[Required work]: Which lines in the items below contain the word "wooden"? List each of them in full.

[Listed entries]:

——

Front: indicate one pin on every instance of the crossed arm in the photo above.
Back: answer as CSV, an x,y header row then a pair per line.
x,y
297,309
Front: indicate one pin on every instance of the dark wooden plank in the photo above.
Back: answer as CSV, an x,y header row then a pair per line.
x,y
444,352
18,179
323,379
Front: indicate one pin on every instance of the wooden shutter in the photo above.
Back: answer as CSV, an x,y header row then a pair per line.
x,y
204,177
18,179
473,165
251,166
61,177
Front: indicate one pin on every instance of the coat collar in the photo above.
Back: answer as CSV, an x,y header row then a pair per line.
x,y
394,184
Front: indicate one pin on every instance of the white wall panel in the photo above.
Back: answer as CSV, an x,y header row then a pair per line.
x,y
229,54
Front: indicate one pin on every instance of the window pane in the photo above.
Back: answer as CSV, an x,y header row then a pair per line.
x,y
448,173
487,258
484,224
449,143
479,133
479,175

——

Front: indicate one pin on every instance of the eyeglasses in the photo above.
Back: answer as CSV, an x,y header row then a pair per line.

——

[Answer to this task]:
Front: indicate one pin on every instance of the dark wooden plank in the photo above.
Front: indicate one pin on every instance of the wooden shutter in the photo above.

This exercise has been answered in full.